AIM OF THE EXERCISE:
Switch "outline" to "edge" everywhere it appears in the lines of every item below, keep everything else unchanged, and give those lines again without the pictures.

Items in a dataset

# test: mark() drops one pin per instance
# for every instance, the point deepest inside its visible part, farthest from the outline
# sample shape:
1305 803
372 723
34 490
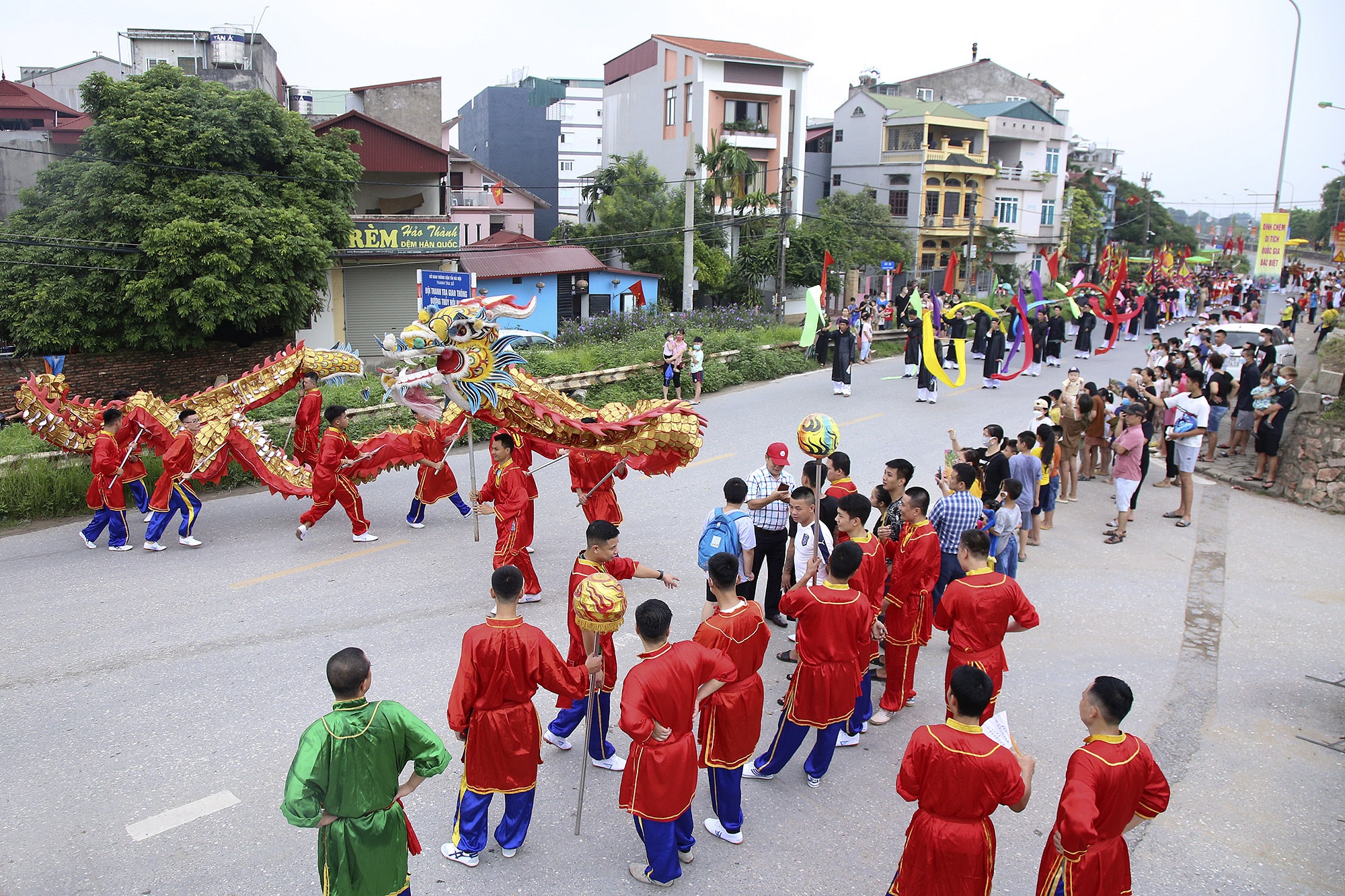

ANSWER IN FULL:
# test: mark() drops one pin per instance
# for every instance, the point deepest inside its visible part, farthest from the edge
# sample shape:
1305 803
372 723
34 490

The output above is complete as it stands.